> Given entries:
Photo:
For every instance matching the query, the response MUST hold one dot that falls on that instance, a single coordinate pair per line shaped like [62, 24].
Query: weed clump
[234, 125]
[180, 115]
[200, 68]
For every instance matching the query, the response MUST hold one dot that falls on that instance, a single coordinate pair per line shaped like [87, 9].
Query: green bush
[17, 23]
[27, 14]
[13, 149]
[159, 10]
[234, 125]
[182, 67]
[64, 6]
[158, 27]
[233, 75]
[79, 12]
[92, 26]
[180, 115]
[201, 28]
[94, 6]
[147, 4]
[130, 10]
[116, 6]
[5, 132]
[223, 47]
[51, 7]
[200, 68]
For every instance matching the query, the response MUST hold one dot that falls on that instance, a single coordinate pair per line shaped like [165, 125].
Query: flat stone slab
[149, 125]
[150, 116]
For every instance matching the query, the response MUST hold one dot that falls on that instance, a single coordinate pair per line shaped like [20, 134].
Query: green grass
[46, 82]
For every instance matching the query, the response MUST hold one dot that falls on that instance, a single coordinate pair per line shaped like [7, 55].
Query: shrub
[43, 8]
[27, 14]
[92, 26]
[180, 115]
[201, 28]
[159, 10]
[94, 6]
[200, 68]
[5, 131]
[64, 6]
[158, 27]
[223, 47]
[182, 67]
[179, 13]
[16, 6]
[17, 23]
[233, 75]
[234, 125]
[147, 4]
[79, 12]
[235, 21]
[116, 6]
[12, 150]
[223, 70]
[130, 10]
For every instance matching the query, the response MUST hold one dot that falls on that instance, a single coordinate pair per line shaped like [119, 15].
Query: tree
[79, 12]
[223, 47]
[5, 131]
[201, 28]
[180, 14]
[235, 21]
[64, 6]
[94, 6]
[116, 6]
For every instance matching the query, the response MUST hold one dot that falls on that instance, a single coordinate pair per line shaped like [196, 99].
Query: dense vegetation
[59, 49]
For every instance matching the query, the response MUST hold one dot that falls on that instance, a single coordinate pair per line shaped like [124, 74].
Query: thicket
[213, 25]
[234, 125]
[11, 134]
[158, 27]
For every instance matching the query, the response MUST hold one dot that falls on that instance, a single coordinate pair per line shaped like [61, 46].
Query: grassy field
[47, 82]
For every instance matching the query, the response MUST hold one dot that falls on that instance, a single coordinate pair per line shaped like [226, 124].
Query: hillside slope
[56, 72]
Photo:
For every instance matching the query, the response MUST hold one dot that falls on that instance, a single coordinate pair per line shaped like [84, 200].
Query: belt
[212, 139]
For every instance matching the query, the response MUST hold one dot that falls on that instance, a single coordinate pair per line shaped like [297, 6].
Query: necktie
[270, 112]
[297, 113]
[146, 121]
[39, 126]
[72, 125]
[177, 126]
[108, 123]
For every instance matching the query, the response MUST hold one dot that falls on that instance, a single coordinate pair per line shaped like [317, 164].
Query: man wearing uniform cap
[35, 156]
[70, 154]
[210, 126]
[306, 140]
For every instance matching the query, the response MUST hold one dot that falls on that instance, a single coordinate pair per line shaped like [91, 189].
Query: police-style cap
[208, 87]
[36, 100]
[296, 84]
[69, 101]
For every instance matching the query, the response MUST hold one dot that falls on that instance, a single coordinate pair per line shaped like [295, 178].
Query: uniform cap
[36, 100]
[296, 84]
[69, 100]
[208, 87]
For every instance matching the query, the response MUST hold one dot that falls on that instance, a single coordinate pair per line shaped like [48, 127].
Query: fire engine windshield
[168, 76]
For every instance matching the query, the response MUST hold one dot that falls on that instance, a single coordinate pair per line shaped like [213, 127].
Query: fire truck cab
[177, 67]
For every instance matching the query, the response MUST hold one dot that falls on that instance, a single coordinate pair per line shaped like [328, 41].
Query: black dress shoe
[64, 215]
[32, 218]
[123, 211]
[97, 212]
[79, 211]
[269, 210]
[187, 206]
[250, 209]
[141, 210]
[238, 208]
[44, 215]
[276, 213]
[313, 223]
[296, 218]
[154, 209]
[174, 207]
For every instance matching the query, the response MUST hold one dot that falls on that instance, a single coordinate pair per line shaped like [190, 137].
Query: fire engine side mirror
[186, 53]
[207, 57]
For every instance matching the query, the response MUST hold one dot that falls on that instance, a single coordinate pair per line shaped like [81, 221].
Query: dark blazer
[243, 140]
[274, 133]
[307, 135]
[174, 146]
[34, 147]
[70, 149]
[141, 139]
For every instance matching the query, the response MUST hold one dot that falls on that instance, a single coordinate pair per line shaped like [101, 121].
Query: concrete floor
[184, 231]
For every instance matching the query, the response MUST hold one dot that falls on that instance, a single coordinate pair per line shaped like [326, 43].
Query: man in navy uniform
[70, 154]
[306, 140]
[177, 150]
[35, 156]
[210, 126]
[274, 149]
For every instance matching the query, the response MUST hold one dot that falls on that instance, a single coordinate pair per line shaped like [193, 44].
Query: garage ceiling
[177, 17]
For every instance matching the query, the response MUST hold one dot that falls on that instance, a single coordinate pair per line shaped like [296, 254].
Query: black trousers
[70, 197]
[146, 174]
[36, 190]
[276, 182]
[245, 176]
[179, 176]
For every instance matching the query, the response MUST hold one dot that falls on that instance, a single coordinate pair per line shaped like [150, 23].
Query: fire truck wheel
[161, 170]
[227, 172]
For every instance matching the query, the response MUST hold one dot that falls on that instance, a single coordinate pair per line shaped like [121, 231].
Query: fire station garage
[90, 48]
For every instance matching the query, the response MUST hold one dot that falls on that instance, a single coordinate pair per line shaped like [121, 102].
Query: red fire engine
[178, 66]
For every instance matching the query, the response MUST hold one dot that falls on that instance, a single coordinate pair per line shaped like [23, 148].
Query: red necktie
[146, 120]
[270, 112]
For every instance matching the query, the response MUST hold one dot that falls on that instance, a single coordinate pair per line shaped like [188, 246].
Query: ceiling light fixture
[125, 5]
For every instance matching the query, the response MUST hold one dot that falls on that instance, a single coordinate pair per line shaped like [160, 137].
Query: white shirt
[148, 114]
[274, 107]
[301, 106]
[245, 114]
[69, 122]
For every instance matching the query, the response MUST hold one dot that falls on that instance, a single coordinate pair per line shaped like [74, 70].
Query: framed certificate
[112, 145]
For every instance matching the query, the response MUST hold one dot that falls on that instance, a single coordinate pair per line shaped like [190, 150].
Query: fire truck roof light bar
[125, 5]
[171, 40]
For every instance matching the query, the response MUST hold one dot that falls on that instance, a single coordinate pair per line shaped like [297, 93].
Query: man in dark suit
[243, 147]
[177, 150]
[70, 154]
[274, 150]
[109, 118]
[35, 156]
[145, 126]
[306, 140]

> Task description: Please write out the lines above as a numbered list, leaving out any blank lines.

> Result of this exercise:
1. Photo:
2. For every instance matching the query, the response MUST hold one dot that falls on that instance, a single coordinate pair per line shaped like [62, 24].
3. Query: weed clump
4. [234, 125]
5. [180, 115]
6. [200, 68]
7. For every instance matching the query, the response MUST hold one dot that falls on that instance, a single coordinate pair per line shaped like [87, 9].
8. Query: green bush
9. [17, 23]
10. [27, 14]
11. [13, 149]
12. [159, 10]
13. [234, 125]
14. [182, 67]
15. [64, 6]
16. [158, 27]
17. [233, 75]
18. [79, 12]
19. [92, 26]
20. [180, 115]
21. [201, 28]
22. [94, 6]
23. [147, 4]
24. [130, 10]
25. [116, 6]
26. [5, 132]
27. [223, 47]
28. [51, 7]
29. [200, 68]
30. For every instance matching the query, the response MUST hold one dot that falls on that instance, a single coordinate pair per line shaped like [165, 125].
31. Query: flat stone slab
32. [149, 125]
33. [150, 116]
34. For every instance matching the query, the response MUST hold one dot that falls on that instance, a single coordinate pair per line shaped like [20, 134].
35. Query: green grass
36. [46, 82]
37. For every instance matching the query, the response MUST hold one dot that falls on that instance, a single coordinate pair per line shaped like [7, 55].
38. Query: shrub
39. [43, 8]
40. [27, 14]
41. [92, 26]
42. [180, 115]
43. [201, 28]
44. [159, 10]
45. [94, 6]
46. [200, 68]
47. [5, 131]
48. [64, 6]
49. [158, 27]
50. [223, 47]
51. [182, 67]
52. [179, 13]
53. [16, 6]
54. [17, 23]
55. [233, 75]
56. [234, 125]
57. [147, 4]
58. [79, 12]
59. [235, 21]
60. [116, 6]
61. [12, 150]
62. [223, 70]
63. [130, 10]
64. For every instance matching the query, the response MUST hold one dot that falls on that instance, a single coordinate pair per line shaped like [119, 15].
65. Query: tree
66. [79, 12]
67. [223, 47]
68. [5, 131]
69. [201, 28]
70. [180, 14]
71. [235, 21]
72. [64, 6]
73. [94, 6]
74. [116, 6]
75. For every instance matching the query, the response MUST hold one dot that falls on that instance, a single coordinate pair per line shaped like [196, 99].
76. Query: dense vegetation
77. [59, 49]
78. For every instance matching the query, the response MUST hold one dot that falls on that instance, a single coordinate pair per line shaped like [124, 74].
79. Query: thicket
80. [213, 25]
81. [234, 125]
82. [11, 134]
83. [158, 27]
84. For every instance matching the query, the response MUST hold one dot that falls on that instance, a single coordinate pair per line shaped like [61, 46].
85. Query: grassy field
86. [47, 82]
87. For every instance matching the query, the response MUST hold one dot that falls on that instance, a single coordinate pair per line shaped like [226, 124].
88. Query: hillside slope
89. [56, 72]
90. Photo:
91. For every instance matching the query, the response MUST hold one dot that falls on that instance, a single coordinate pair per line shaped like [84, 200].
92. Query: belt
93. [212, 139]
94. For every instance matching the query, the response MUST hold one dot that falls on that instance, a single coordinate pair per line shaped like [297, 6].
95. Query: necktie
96. [270, 112]
97. [297, 113]
98. [146, 121]
99. [39, 126]
100. [72, 125]
101. [177, 126]
102. [108, 123]
103. For every instance matching the query, the response MUST hold one dot that falls on that instance, a single coordinate pair per line shaped like [317, 164].
104. Query: man wearing uniform cap
105. [35, 156]
106. [70, 154]
107. [210, 126]
108. [306, 140]
109. For every instance matching the query, the response MUST hold one dot that falls on that instance, a single coordinate pair per line shaped like [91, 189].
110. Query: police-style cap
111. [208, 87]
112. [36, 100]
113. [296, 84]
114. [69, 101]
115. For every instance matching the query, the response MUST hold one dot that falls on that instance, a single coordinate pair per line shaped like [295, 178].
116. Query: uniform cap
117. [36, 100]
118. [296, 84]
119. [69, 100]
120. [208, 87]
121. For every instance matching the query, the response MUST hold one dot that falls on that instance, a single coordinate pair per line shaped like [48, 127].
122. Query: fire engine windshield
123. [168, 76]
124. For every instance matching the query, the response MUST hold one dot that falls on that instance, a single coordinate pair per line shaped like [213, 127].
125. Query: fire truck cab
126. [177, 67]
127. For every instance matching the query, the response MUST hold one dot that falls on that instance, a single coordinate pair per line shaped like [328, 41].
128. Query: black dress shoe
129. [64, 215]
130. [32, 218]
131. [123, 211]
132. [97, 212]
133. [79, 211]
134. [269, 210]
135. [187, 206]
136. [250, 209]
137. [141, 210]
138. [238, 208]
139. [44, 215]
140. [276, 213]
141. [313, 223]
142. [296, 218]
143. [154, 209]
144. [174, 207]
145. For every instance matching the query, the response MUST hold one dot that falls on that instance, a single coordinate pair per line shaped like [190, 137].
146. Query: fire engine side mirror
147. [186, 53]
148. [207, 57]
149. For every instance matching the query, the response MUST hold one dot that falls on that instance, a single coordinate pair per line shaped like [81, 221].
150. Query: dark blazer
151. [243, 140]
152. [274, 133]
153. [307, 135]
154. [174, 146]
155. [34, 147]
156. [70, 149]
157. [141, 139]
158. For every instance matching the query, the response MUST hold one dot that falls on that instance, a single coordinate pair per line shaped like [101, 121].
159. Query: concrete floor
160. [184, 231]
161. For every instance matching the query, the response MUST hold one dot that falls on that instance, a single coordinate pair per line shaped like [326, 43].
162. Query: man in navy uniform
163. [70, 154]
164. [306, 140]
165. [177, 150]
166. [35, 156]
167. [210, 126]
168. [274, 149]
169. For every instance matching the query, the response MUST hold one dot that falls on that instance, a single coordinate pair per line shaped like [193, 44].
170. Query: garage ceiling
171. [177, 17]
172. For every instance matching the query, the response MUST hold one dot that falls on that instance, a single coordinate pair per line shaped like [296, 254].
173. Query: black trousers
174. [70, 197]
175. [146, 174]
176. [36, 190]
177. [276, 182]
178. [245, 176]
179. [179, 176]
180. For every instance matching the query, the response MUST hold one dot that falls on that instance, a single coordinate pair per line shaped like [150, 23].
181. Query: fire truck wheel
182. [161, 170]
183. [227, 172]
184. For every instance matching the query, the response MUST hold one dot that falls on that instance, a single coordinate pair per line shaped like [121, 231].
185. Query: fire station garage
186. [90, 48]
187. For every instance matching the query, the response MUST hold one dot that falls on that instance, a single coordinate pair per line shaped like [121, 102].
188. Query: red fire engine
189. [178, 66]
190. For every instance matching the query, the response MUST hold one dot that falls on that instance, a single coordinate pair per line shaped like [23, 148].
191. Query: red necktie
192. [146, 120]
193. [270, 112]
194. For every instance matching the query, the response MUST hold one dot that falls on that instance, a single coordinate pair per line shaped like [188, 246].
195. Query: ceiling light fixture
196. [125, 5]
197. For every instance matching the query, the response MUST hold one dot that falls on that instance, a single coordinate pair per line shaped like [160, 137].
198. Query: white shirt
199. [148, 114]
200. [274, 107]
201. [301, 106]
202. [245, 114]
203. [69, 122]
204. For every instance matching the query, the response MUST hold one dot that falls on that instance, a single coordinate pair per line shaped like [74, 70].
205. Query: framed certificate
206. [112, 145]
207. For every instance matching the query, the response MUST hold one dot that falls on that instance, a single coordinate pair per line shaped like [190, 150].
208. Query: fire truck roof light bar
209. [125, 5]
210. [171, 40]
211. For every instance matching the query, the response MUST hold one dot that falls on that instance, a single coordinate pair per line shaped like [297, 93].
212. Query: man in dark suit
213. [243, 147]
214. [177, 150]
215. [70, 154]
216. [274, 150]
217. [109, 118]
218. [35, 156]
219. [145, 126]
220. [306, 140]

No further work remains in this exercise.